Jorge Abrahão, diretor-presidente do Instituto Ethos, acredita que esta edição da Conferência Ethos conseguiu fazer brilhar os olhos dos executivos presentes, retomando a trajetória de inovação da organização, que em 16 anos de existência tornou-se referência em gestão empresarial para a sustentabilidade, oferecendo novos olhares e propondo compromissos que servem como alicerces na consolidação de uma economia mais sustentável. “É papel do Ethos ser vanguarda e se reinventar sempre que necessário para manter a atenção das empresas nas transformações necessárias”, explicou o executivo.

E desta vez realmente conseguiu. A estudiosa da construção do futuro, Rosa Alegria, presente ao evento, resumiu os resultados: “Ninguém saiu desses dois dias sem uma reflexão sobre o que faz e o que precisa fazer”.

Nos palcos, divididos em pontos cardeais, executivos e especialistas se revezaram num curioso sistema. As pessoas utilizaram fones de ouvidos para acompanhar cada palestra e a privacidade se dava por diferentes frequências nos fones. Enquanto, no palco Noroeste, o Centro Sebrae de Sustentabilidade apresentava cases de empreendedorismo em reúso de água, reciclagem ou como transformar sabores da Amazônia em negócios de sucesso, em outro palco podia-se assistir uma apresentação sobre como ter acesso a novos mercados e a capitais, por meio do BNDES, da CVM e da inovadora EuSocio.com.

TAREFAS PROPOSTAS:
1. Segundo o trecho sobre a Conferência Ethos, há quantos anos existe o Instituto Ethos?
2. Identifique todas as linhas dos registros em que aparece a palavra "hand".

[Registros salvos]
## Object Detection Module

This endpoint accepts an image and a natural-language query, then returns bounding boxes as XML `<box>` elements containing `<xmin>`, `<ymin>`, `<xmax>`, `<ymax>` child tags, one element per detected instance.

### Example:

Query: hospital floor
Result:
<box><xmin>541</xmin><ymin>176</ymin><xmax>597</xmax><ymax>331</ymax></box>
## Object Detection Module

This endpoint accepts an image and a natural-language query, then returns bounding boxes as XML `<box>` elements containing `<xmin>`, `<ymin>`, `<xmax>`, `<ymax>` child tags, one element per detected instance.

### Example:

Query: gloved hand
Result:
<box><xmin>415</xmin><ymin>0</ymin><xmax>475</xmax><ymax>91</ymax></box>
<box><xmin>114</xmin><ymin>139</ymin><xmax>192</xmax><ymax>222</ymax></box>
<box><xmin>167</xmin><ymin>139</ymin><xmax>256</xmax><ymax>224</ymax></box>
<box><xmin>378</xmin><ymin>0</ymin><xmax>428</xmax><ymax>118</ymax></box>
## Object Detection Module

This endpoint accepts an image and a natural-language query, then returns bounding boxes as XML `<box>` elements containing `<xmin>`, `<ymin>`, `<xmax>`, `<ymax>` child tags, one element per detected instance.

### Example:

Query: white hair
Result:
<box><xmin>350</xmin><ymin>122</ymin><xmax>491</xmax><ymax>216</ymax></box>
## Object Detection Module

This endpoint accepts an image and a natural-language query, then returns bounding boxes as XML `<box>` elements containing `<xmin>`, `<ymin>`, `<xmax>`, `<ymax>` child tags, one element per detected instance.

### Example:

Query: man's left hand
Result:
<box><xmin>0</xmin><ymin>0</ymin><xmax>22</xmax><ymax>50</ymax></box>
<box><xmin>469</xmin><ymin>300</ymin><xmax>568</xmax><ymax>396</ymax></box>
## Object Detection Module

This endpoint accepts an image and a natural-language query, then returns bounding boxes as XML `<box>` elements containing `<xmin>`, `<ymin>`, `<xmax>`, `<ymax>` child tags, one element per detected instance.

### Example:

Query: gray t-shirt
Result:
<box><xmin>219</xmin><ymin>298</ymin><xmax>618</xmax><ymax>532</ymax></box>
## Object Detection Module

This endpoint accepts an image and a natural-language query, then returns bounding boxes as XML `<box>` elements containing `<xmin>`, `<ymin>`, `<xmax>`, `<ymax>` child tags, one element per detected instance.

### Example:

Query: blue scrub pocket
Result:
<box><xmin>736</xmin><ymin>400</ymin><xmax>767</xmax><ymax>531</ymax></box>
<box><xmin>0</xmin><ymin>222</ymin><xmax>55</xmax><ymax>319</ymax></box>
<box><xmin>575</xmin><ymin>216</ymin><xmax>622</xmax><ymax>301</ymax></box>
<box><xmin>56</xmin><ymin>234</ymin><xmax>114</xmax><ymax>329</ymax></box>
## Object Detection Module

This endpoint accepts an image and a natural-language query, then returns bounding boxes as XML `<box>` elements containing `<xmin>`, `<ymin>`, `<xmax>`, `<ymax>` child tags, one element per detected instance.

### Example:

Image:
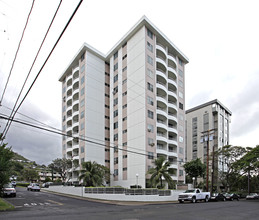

LISTA DE RESPOSTAS:
1. O Instituto Ethos tem 16 anos de existência.

2.
Query: gloved hand
Query: man's left hand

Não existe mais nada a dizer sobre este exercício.